GIVEN INFORMATION:
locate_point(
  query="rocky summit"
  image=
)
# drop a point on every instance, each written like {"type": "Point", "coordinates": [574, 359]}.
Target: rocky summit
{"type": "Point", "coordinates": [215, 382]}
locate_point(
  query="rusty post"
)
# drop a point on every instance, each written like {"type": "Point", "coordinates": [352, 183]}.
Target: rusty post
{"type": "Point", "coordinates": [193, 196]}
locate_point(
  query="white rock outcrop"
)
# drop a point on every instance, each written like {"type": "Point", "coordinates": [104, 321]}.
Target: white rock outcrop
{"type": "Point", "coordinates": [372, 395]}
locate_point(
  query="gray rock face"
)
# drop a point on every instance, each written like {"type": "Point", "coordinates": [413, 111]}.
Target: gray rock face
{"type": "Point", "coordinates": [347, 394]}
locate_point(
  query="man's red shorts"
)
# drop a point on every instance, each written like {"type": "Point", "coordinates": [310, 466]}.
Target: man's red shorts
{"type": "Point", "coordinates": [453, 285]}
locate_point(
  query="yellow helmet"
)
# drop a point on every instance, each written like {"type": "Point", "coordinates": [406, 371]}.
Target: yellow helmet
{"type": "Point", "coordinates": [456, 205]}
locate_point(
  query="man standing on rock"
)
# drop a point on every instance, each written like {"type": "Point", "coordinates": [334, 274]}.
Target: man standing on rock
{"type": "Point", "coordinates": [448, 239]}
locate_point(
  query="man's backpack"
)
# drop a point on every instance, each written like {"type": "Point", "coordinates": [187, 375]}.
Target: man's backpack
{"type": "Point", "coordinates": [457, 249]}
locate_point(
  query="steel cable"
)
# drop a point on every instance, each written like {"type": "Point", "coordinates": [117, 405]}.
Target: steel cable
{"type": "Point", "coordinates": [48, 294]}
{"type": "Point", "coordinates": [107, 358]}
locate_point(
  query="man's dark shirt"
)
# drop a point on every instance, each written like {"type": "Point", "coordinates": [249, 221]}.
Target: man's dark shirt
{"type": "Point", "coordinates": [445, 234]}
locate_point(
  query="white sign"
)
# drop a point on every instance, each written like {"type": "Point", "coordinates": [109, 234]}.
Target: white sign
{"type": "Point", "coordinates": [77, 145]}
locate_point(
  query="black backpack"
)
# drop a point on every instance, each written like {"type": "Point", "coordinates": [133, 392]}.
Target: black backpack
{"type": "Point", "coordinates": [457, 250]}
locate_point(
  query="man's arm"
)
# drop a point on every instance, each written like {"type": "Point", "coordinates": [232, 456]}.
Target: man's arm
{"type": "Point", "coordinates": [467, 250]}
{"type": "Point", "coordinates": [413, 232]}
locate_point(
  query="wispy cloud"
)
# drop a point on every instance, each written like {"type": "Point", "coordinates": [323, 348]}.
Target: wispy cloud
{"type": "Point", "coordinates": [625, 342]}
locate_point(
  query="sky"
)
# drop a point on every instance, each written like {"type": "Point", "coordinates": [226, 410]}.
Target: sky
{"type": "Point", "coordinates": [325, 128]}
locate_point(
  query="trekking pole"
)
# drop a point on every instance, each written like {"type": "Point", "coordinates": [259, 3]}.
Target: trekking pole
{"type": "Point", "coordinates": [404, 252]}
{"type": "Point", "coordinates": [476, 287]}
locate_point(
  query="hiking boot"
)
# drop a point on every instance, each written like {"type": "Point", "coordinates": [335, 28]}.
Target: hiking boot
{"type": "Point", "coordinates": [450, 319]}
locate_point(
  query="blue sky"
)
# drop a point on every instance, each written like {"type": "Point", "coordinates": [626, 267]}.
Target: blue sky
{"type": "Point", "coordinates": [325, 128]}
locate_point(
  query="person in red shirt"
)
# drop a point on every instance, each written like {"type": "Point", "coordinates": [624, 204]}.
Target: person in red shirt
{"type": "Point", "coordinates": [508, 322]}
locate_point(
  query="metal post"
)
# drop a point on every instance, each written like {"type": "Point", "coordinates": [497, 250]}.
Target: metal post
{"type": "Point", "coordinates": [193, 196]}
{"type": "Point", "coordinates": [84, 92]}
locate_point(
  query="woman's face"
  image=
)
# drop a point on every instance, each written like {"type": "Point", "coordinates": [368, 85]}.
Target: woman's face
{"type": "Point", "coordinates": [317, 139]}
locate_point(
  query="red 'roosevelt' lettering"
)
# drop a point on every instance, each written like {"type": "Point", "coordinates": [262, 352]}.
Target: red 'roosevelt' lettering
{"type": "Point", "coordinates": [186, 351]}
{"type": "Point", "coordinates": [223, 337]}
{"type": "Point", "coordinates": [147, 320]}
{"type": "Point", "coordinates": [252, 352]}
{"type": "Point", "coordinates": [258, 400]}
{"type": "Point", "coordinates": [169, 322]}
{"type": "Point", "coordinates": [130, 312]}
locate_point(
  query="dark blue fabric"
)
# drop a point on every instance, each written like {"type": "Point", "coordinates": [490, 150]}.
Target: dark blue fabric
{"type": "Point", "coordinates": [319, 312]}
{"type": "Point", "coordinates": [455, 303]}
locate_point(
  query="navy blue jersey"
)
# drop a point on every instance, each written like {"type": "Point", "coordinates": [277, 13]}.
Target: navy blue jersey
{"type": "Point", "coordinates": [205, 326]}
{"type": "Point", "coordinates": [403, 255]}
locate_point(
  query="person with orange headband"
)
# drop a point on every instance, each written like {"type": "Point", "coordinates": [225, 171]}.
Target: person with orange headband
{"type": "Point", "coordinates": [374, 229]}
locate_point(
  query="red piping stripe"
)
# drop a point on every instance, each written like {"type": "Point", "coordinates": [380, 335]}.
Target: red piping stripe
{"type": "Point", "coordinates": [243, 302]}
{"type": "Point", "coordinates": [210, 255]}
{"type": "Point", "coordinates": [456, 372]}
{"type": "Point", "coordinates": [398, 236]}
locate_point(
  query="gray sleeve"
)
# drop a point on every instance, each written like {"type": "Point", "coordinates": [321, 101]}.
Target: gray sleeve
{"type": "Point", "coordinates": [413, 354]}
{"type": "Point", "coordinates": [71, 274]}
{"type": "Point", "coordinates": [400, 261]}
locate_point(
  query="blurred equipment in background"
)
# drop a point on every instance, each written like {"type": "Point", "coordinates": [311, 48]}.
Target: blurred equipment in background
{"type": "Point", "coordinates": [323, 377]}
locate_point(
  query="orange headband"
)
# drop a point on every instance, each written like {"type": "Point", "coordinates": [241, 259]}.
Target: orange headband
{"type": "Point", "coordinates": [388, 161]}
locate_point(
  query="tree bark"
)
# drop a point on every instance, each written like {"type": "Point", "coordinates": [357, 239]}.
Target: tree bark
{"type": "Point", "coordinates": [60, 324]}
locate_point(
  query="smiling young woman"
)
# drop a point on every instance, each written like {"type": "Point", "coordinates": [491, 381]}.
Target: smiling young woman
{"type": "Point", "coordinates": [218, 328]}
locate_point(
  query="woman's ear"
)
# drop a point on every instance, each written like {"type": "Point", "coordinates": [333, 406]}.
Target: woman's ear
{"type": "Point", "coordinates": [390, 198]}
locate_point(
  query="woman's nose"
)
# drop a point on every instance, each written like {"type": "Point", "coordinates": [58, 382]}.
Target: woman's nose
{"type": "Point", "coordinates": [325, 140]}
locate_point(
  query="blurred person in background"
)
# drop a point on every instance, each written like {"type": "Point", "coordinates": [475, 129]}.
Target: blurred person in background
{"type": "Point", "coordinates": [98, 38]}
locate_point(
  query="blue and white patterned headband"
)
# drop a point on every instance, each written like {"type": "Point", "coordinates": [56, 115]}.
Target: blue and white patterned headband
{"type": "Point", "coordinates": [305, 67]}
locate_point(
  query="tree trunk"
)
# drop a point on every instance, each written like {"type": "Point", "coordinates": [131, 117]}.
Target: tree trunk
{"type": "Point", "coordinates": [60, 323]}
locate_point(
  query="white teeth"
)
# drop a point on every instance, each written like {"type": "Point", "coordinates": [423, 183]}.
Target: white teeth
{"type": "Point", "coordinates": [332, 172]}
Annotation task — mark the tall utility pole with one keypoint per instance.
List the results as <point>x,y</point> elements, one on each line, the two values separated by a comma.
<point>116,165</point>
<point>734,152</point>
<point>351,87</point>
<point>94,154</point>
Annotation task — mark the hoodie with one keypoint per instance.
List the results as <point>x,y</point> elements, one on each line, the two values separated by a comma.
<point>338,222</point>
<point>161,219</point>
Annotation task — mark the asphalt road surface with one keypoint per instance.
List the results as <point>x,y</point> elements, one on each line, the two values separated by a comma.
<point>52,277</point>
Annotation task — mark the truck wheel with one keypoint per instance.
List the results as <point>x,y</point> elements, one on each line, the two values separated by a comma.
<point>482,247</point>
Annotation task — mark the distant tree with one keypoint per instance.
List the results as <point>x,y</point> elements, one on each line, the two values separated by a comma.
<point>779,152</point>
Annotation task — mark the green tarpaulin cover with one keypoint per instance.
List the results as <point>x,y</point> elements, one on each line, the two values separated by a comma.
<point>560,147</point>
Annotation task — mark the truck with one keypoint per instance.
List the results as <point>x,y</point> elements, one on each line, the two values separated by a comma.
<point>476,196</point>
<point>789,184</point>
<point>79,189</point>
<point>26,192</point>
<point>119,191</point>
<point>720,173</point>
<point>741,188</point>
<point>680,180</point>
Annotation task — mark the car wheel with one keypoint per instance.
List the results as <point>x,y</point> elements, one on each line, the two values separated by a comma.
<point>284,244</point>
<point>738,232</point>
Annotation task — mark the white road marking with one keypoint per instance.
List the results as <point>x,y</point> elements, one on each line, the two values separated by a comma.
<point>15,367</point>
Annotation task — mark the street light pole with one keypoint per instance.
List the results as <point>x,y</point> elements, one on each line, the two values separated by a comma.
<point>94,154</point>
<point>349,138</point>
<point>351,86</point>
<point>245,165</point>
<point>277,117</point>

AIM OF THE TASK: Where a line in the listing holds the string "wheel", include it in the count, then report the total alone.

TASK RESPONSE: 2